Extract to read |
# Houston; We Have A Problem, PSD4



## P-Town Smokes (Jan 7, 2005)

Had my first " real " Cuban on the ride home from Up-North. I'm sliding and I can't get up  
This cigar is " intoxicating " to the sensus. I know this cigar has been written to death in this forum, But for you newbie''s like myself, I have never in my life enjoyed a cigar as much as this one. For being a Robusto, It sure does smoke long, over an hour. 
The aroma, strength and flavor changes are
un-believable. For under $ 8.00 dollars a stick, this kicks Padrons butt any day. 
Great buzz and for awhile I was worried about getting pulled over for a DUC, (driving under cigartoxication). 
For all you newbies like myself here, screw the domestics and stick with these, WOW. 
Thanks LastClick, you were right, great cigar. I don't know if you can beat it, My wife said if I buy one more box she will divorice me, GOD, I'm going to miss that woman. Box here you come. Thanks all for the reviews and write- ups, all true!. I plan on spending a week in Hawaii in May, Canada in June, Any other suggestion to go with?


----------



## mr.c (Apr 8, 2004)

yup, them are goooood ! Welcome, and theres no going back.

Ever get to Rockford???


----------



## P-Town Smokes (Jan 7, 2005)

Not too often, only if there's a big storm. I stay south of 88 most of the time. Mendota is as far north as I go, I'll holler at you next time I'm in your area, Don


mr.c said:


> yup, them are goooood ! Welcome, and theres no going back.
> 
> Ever get to Rockford???


----------



## hollywood (Feb 15, 2005)

you got one of my favs in your clutches!! let 'em go!!

seriously; tha has got to be in my top 5 of all time. congrats on the score.

ever swing over st. louis way?


----------



## pinokio (Feb 7, 2005)

Hi, P-Town Smokes, it is fantastic smoke is´nt it? Seeing you enjoyed a robusto, try out the RASS (Ramon Allones Specially Selected) a little stronger but as well a fantastic stick. I really wouldn´t know wether to say that it belongs to the same level or a leve higher.

Regards


----------



## partagaspete (Apr 27, 2004)

Welcome to the dark side. You chose one helluva smoke to pop your ISOM cherry! Enjoy the ride down the slope. I just ordered two more boxes of smokes myself.

T


----------



## Steeltown (Jan 18, 2005)

Enjoy Hawaii - I spent 2 weeks there on my honeymoon last October. Truely incredible - I can't wait to go back.


----------



## IHT (Dec 27, 2003)

P-town said:


> For under $ 8.00 dollars a stick, this kicks Padrons butt any day.


exactly what i've been saying but some feel that's a cuban "elitist" comment.  which i'm not, i just had a CAO pirana this morning. :fu



P-town said:


> I plan on spending a week in Hawaii in May...


i've been there about 5 times as well, mostly for work. i suggest staying away from Oahu, too overcrowded, not the "real" hawaii, as i've been told by many others who've been there more than me or live there.
if you were wondering what cigars to take, whatever it is you like to smoke, but don't plan on buying any while you're there. few cigar shops, and very high prices if you're near a touristy area. they also passed an anti-smoking law down in Waikiki a few years back.



hollywood said:


> ever swing over st. louis way?


 what part? i grew up in st. peters, there's a ton of guys from CW who get together... i've never had the chance though, as every time i've been home recently it's been for a funeral or some other bad occasion.

Instructions |
a – Reproduce the cigar thread word for word, from "Had my first" up to and including "over an hour.".
b – Write the next part of the forum thread about the Cuban cigar, picking up after its last line.
The records after the cigar thread aren't needed.

Record excerpts |
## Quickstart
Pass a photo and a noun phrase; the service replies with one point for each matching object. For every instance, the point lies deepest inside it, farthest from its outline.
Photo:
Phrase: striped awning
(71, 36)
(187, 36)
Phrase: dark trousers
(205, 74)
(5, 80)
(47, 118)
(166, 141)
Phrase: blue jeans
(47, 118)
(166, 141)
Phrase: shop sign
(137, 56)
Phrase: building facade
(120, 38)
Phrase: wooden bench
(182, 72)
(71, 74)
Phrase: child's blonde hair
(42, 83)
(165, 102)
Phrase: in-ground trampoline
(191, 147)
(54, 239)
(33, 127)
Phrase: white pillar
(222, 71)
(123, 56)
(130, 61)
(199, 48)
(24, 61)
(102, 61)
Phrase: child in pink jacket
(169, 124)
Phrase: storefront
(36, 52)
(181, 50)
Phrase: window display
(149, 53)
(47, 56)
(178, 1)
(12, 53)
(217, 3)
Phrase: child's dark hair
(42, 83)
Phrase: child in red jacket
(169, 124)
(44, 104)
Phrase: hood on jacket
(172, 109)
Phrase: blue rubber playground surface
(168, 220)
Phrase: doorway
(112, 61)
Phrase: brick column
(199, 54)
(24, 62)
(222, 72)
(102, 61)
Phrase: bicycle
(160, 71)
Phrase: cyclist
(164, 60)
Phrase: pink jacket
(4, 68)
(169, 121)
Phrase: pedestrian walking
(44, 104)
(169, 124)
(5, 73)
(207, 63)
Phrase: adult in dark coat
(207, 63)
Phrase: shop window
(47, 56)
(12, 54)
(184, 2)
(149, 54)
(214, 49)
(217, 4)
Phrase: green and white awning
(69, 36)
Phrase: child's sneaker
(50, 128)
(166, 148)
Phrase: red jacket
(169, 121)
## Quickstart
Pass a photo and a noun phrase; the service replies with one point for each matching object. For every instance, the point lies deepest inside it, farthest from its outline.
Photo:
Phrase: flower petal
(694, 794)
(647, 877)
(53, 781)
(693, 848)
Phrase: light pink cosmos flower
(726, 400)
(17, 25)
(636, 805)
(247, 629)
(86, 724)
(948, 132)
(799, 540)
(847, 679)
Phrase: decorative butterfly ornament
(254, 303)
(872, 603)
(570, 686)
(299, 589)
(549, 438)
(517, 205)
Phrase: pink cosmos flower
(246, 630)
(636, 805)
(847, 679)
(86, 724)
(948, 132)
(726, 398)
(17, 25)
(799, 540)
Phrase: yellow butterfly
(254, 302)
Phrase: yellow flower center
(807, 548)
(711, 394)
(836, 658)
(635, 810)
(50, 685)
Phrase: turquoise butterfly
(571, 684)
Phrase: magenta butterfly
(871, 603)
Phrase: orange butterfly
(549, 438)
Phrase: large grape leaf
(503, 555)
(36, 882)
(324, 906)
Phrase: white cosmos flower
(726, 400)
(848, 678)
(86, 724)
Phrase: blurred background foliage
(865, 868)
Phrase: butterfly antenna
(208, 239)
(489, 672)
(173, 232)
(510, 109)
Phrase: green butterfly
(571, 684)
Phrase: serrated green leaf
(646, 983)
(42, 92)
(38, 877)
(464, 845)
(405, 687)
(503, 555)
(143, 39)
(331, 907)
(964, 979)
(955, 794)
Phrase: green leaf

Response list |
a –
Had my first " real " Cuban on the ride home from Up-North. I'm sliding and I can't get up  
This cigar is " intoxicating " to the sensus. I know this cigar has been written to death in this forum, But for you newbie''s like myself, I have never in my life enjoyed a cigar as much as this one. For being a Robusto, It sure does smoke long, over an hour.

b –
----------



## P-Town Smokes (Jan 7, 2005)

IHT, I lived in Ohau for a few years back in the sixty's, no crowds back then. My father was a Air Force man and we grew up in Travis AFB in Calif and Hickman AFB in Hawaii. Me and the Lady are going to the BIG ISLAND and staying at the Hilton Resort. Last year we stayed at the OHAU Hilton on the beach. I usally bring a few dozen with me aboard the plane, don't want them damaging the merchandise you know. As far as the price on the PSD4, LaskClick set up the split which was great. I've searched different suppliers and there is a lot that have similar prices.


IHT said:


> exactly what i've been saying but some feel that's a cuban "elitist" comment.  which i'm not, i just had a CAO pirana this morning. :fu
> 
> i've been there about 5 times as well, mostly for work. i suggest staying away from Oahu, too overcrowded, not the "real" hawaii, as i've been told by many others who've been there more than me or live there.
> if you were wondering what cigars to take, whatever it is you like to smoke, but don't plan on buying any while you're there. few cigar shops, and very high prices if you're near a touristy area. they also passed an anti-smoking law down in Waikiki a few years back.
> ...


----------



## IHT (Dec 27, 2003)

well, it's so overcrowded that we'd have to leave our hotel in waikiki early, or it would take us a good 60+ minutes just to get up to Schofield... and about the same back down to Waikiki, if not longer.

there's a few guys that live on the north side that i want to meet up with next time i go (which should be 06 - if i still work here, which i hope isn't the case).


----------



## Steeltown (Jan 18, 2005)

I don't know about Oahu - purposely stayed away from that island.

5 nights Kauai followed by 5 nights Maui - I was in heaven. Any I didn't see much/any cigar shops. If you go to either of those islands, I have a rack of info/opinions/advice I'd be happy to share.


----------



## coppertop (Dec 29, 2003)

Love them PSD4s......I'll never forget the first one I smoked


----------



## LastClick (Jan 2, 2005)

P-Town, I knew you would like them. Good job on the pics.


----------



## hollywood (Feb 15, 2005)

IHT said:


> exactly what i've been saying but some feel that's a cuban "elitist" comment.  which i'm not, i just had a CAO pirana this morning. :fu
> 
> i've been there about 5 times as well, mostly for work. i suggest staying away from Oahu, too overcrowded, not the "real" hawaii, as i've been told by many others who've been there more than me or live there.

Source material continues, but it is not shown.